→ **WHAT YOU HAVE TO DO**
According to the excerpt on the Robertson Paper Company Complex, what distinction did the Robertson Paper Company hold when it failed in 1987?

→ **EXCERPT**
※

The Robertson Paper Company Complex was a historic industrial facility on Island Street in Bellows Falls, Vermont. It consisted of a collection of mostly-interconnected factory and related buildings, built between c. 1890 and c. 1960 by various paper-related companies. It was occupied and enlarged by the Robertson Paper Company between 1907 and its failure in 1987, at which time it was the longest-lived paper company in the state. The complex was listed on the National Register of Historic Places in 1990. It was demolished in 2018-19 as a Brownfields Economic Revitalization Alliance (BERA) project, with federal, state, and local funding.

※

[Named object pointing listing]
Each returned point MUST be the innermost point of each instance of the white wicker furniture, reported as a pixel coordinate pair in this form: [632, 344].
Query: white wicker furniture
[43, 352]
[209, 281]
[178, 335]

※

→ **ANSWER TO THE TASK**
It was the longest-lived paper company in Vermont.